Tarefas propostas:
- a) Edite o texto sobre a anulação das dívidas: reproduza tudo desde "Um corte maior: Anulação" até "ao próprio perecimento.", trocando "pragmáticos" por "defensores".
- b) Segundo o texto sobre a anulação das dívidas, o que fez o legislador ateniense Solon no ano 594 a.C.?
- c) Traduza para o inglês esta frase do texto sobre a anulação das dívidas: "Não se pode ir aos bolsos dos que já estão despidos."

Texto para leitura:

Um corte maior: Anulação das dívidas
Repreende-se com frequência a crítica radical do sistema moderno de produção de mercadorias por ser esotérica, utópica, não praticável e não susceptível de mediação.E os pragmáticos da ordem existente, a quem a água subiu até ao queixo, ainda perguntam indignadamente: Então, qual é a alternativa? Porém é escusada toda a irritação contra a impertinência da crítica de sistema, quando o marégrafo de crise continua a subir irresistivelmente. Pois não é possível superar um estado de reprodução social, que se tem tornado completamente insustentável, com um "afeiçoamento criativo" a não ser, que esta expressão popular dos Realos (Sector "realista" dos verdes alemães - NT) se refira agora ao próprio perecimento.
Isto no entanto não quer dizer que a antiga dialéctica de reforma e revolução, de crítica de princípio e exigências diárias limitadas, tenha chegado a perder o interesse; mesmo sendo ela já não tão barata como nos tempos do movimento histórico de acumulação, quando a palavra socialismo significava pouco mais do que capitalismo de Estado, e assim uma variante do sistema de produção de mercadorias. O objectivo tem de ser definido de novo, para além da produção de mercadorias e do trabalho abstracto, para além do mercado e do Estado. Também aí tem de haver caminhos para o novo objectivo, formas transitórias e exigências parciais imanentes, susceptíveis de se tornarem próprias de um movimento social. Pois uma exigência parcial é sempre uma exigência, e não um "afeiçoamento" à suposta obrigação objectiva, porque já não se poderia exigir mais nada, a não ser co-administrar criativamente a própria decadência. Para de todo poder fazer apenas a mais pequena exigência imanente, é necessário pôr em questão, teórica e programaticamente, todo o sistema, desde o princípio.
Uma alternativa imanente para a actual co-administração política da escassez financeira pública e privada, seria a luta consequente pela anulação das dívidas de todos os insolventes. O grande corte do perdão das dívidas, por a carga já não ser suportável, já se verificou algumas vezes na história. O legislador ateniense Solon libertou no ano 594 a.C. os camponeses áticos da servidão das dívidas. Hoje isto diz respeito aos Estados do Terceiro Mundo, às autarquias e aos orçamentos particulares sobre-endividados de todos os países. Não se pode ir aos bolsos dos que já estão despidos. Todas as reestruturações de dívidas, prorrogações e reescriturações já são apenas poeira para os olhos. O limite absoluto está alcançado, quando em países como a Argentina a vida pública e social entra em colapso, quando comunas alemãs encerram as bibliotecas e piscinas ou as tornam impagáveis, quando em milhões de casas o telefone, o gás e a luz são desligados, ou quando as pessoas até perdem as suas casas.

Material fornecido:
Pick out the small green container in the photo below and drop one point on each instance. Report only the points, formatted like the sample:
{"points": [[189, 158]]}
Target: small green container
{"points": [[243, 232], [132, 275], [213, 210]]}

Soluções completas:
- a)
Um corte maior: Anulação das dívidas
Repreende-se com frequência a crítica radical do sistema moderno de produção de mercadorias por ser esotérica, utópica, não praticável e não susceptível de mediação.E os defensores da ordem existente, a quem a água subiu até ao queixo, ainda perguntam indignadamente: Então, qual é a alternativa? Porém é escusada toda a irritação contra a impertinência da crítica de sistema, quando o marégrafo de crise continua a subir irresistivelmente. Pois não é possível superar um estado de reprodução social, que se tem tornado completamente insustentável, com um "afeiçoamento criativo" a não ser, que esta expressão popular dos Realos (Sector "realista" dos verdes alemães - NT) se refira agora ao próprio perecimento.

- b) Libertou os camponeses áticos da servidão das dívidas.

- c) One cannot reach into the pockets of those who are already stripped bare.